• [Text to read]:
= = = = =

# Am I the only fucking one that hate these talking animal movies?



## ∅ (Jan 27, 2008)

Bee movie, Stuart Little, Lion King, Over the Hedge etc.
Am I the only one that are tierd on this fucking messed up poor illustrated crap?
It's not the fact that they talk that pisses me off, the thing that pisses me off is that they try to make children feel compassionate for animals.
As if they were worth as much as humans.
Lizards can't feel anything, not pain, whether physical or mental, they have no memory what so fucking ever. The only god damn things reptiles can sense/feel is flee, defence, need to eat, need to reproduce.
Still Lizards here are illustrated with feelings emotions and sometimes a high intellect, what the hell. We're sending these signals to our children that these bees and lizards and shit can learn and think the same way we do?
Are they trying to make my future children ignorant, by sending false messenges. Why the fuck can't they just use animated humans, or real humans to make a real fucking movie?


----------



## Smoke (Jan 27, 2008)

NO, you're not, but they're meant for younger publics


----------



## Dream Brother (Jan 27, 2008)

_Lion King_ was awesome.


----------



## The Fireball Kid (Jan 27, 2008)

And anime is so realistic?


----------



## Slumbering Aces (Jan 27, 2008)

Your not the only fucking one mate, your not the only one....



Cell said:


> And anime is so realistic?



Word, talking tigers and monkeys?


----------



## Twili (Jan 27, 2008)

Don't diss Lion King, it was fucking awesome


----------



## The Fireball Kid (Jan 27, 2008)

Animals aren't equal to humans, but it's still okay to feel compassion for them.


----------



## Silver Reflection (Jan 27, 2008)

Talking animal movies annoy me to no end but they're made for the enjoyment of small children.


----------



## Para (Jan 27, 2008)

No need to lump Lion King in there; I think that CG kids movies are generally crap though.


----------



## Slumbering Aces (Jan 27, 2008)

Para said:


> No need to lump Lion King in there; I think that CG kids movies are generally crap though.



But i must admit they really do the animation very good. I just wish it was something different for once.


----------



## Emasculation Storm (Jan 27, 2008)

Beyonder said:


> Bee movie, Stuart Little, Lion King, Over the Hedge etc.
> Am I the only one that are tierd on this fucking messed up poor illustrated crap?
> It's not the fact that they talk that pisses me off, the thing that pisses me off is that they try to make children feel compassionate for animals.
> As if they were worth as much as humans.
> ...



Fuck you, Lion King was the shit.


----------



## Sasuke_Bateman (Jan 27, 2008)

Anomander Rake said:


> Fuck you, Lion King was the shit.



Damn right. The OP should be shot for stating such things.


----------



## batanga (Jan 27, 2008)

Older movies were good but this new "letz maek cuteCG animal moovie taht is exactly like the ones before except the main character is a badger instead of a dog" craze is stupid.

= = = = =

• [Given task]:
In the forum thread, what does the opening post say actually bothers its writer about talking animal movies, and why? Answer in one to three sentences. The records that follow have nothing to do with the forum thread.

= = = = =

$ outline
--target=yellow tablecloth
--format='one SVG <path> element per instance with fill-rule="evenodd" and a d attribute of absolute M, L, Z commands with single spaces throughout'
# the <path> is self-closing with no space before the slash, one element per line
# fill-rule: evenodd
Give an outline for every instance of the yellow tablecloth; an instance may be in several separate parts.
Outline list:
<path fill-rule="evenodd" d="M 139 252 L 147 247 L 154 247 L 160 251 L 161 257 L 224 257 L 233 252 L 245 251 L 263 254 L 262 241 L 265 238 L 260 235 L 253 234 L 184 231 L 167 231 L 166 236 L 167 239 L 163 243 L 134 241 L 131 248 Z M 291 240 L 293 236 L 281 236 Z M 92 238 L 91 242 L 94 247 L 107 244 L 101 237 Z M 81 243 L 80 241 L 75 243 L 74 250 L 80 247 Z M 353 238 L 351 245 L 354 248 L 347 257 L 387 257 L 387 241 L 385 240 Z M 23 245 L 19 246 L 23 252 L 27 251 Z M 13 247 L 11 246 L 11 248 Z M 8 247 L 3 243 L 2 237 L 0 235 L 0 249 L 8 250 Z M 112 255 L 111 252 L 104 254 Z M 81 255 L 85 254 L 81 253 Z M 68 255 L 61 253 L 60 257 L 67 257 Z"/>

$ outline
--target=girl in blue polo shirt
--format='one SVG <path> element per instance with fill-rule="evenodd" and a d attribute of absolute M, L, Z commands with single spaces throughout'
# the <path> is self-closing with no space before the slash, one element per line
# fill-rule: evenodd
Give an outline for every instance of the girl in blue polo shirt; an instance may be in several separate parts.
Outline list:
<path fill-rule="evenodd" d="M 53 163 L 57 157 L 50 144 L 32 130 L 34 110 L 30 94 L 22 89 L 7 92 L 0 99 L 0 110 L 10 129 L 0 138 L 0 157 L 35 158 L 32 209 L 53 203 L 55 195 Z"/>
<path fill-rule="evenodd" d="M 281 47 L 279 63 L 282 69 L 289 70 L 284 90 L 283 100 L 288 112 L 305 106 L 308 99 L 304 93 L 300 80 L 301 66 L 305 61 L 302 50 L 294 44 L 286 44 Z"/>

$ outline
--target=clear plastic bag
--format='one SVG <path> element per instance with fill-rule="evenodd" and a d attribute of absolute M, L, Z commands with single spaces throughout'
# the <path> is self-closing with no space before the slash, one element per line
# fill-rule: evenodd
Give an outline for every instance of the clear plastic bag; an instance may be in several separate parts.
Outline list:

= = = = =

• [Written answer]:
The talking itself is not the problem. What bothers the poster is that these movies try to make children feel compassion for animals, as if animals were worth as much as humans. The poster argues that showing lizards and bees with feelings, emotions and intellect sends children the false message that such animals can learn and think the way people do.